◆ Assignment: From the line with "box: [414, 106, 419, 153]" to the line with "186L179 197L186 198L188", retype every line exactly, including those two, and leave out the rest of the data below.
Data provided section start
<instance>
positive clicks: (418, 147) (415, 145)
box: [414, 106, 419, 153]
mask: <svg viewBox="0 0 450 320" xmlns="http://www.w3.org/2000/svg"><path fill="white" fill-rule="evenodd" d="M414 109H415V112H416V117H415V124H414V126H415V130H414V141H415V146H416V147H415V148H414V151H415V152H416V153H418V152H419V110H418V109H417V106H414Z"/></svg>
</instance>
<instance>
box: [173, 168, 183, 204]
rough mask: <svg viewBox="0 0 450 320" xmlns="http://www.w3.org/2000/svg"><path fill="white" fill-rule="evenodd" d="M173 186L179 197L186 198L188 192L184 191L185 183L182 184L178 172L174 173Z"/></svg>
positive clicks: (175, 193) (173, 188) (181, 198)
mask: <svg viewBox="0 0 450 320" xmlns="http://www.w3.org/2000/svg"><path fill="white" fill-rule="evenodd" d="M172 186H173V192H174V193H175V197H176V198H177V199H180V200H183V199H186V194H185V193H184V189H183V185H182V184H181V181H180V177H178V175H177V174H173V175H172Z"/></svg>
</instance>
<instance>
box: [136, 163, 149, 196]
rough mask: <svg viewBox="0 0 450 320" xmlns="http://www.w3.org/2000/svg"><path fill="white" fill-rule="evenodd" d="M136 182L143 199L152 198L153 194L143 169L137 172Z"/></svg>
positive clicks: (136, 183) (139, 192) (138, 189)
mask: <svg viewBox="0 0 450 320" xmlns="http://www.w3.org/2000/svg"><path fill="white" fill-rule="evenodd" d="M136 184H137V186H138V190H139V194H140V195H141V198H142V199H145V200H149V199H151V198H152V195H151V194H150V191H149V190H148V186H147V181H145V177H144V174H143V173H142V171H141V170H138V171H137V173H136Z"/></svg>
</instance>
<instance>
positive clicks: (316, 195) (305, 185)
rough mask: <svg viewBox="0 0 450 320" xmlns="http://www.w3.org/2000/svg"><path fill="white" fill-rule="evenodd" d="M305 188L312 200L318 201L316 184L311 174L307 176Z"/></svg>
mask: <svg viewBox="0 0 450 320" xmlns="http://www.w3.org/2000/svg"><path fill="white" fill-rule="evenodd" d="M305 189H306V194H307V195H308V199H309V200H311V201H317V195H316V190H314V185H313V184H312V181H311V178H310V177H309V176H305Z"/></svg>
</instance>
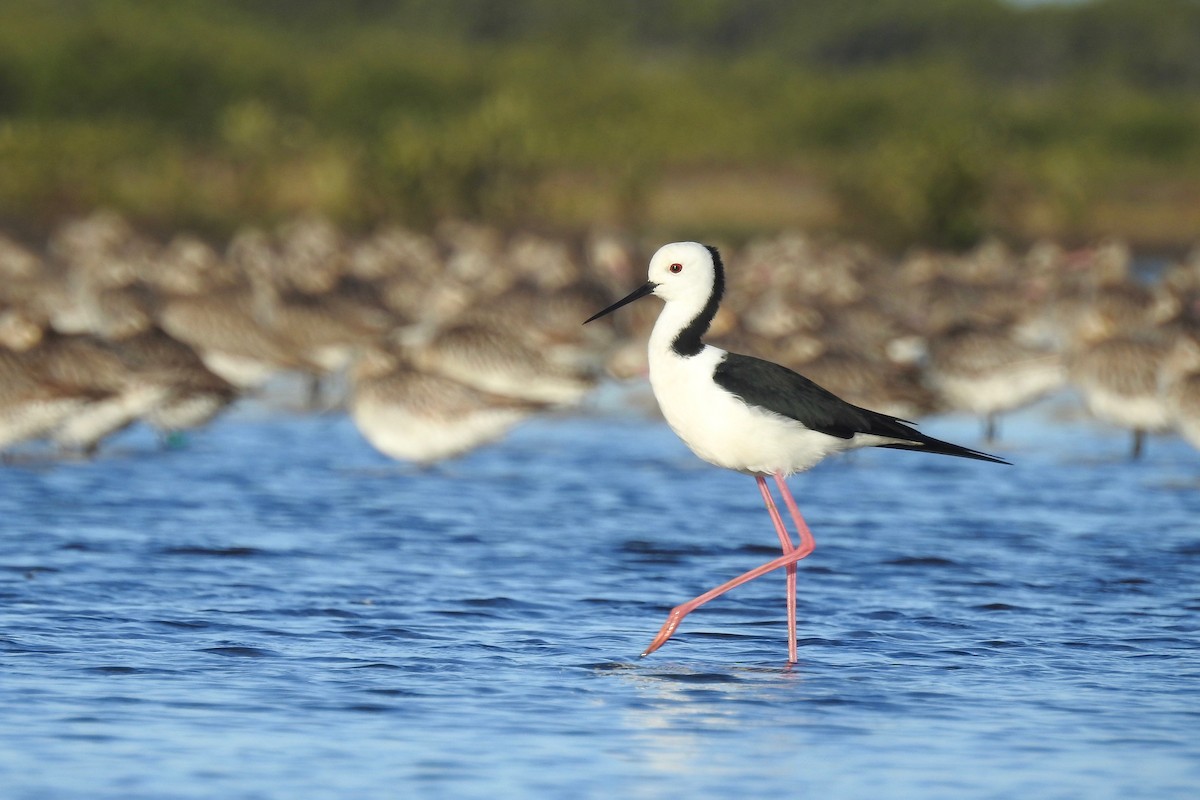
Data provided section end
◆ Response for this exercise:
box: [414, 106, 419, 153]
mask: <svg viewBox="0 0 450 320" xmlns="http://www.w3.org/2000/svg"><path fill="white" fill-rule="evenodd" d="M414 109H415V112H416V117H415V124H414V126H415V130H414V141H415V146H416V147H415V148H414V151H415V152H416V153H418V152H419V110H418V109H417V106H414Z"/></svg>
</instance>
<instance>
box: [173, 168, 183, 204]
rough mask: <svg viewBox="0 0 450 320" xmlns="http://www.w3.org/2000/svg"><path fill="white" fill-rule="evenodd" d="M173 186L179 197L186 198L188 192L184 191L185 183L182 184L178 172L174 173Z"/></svg>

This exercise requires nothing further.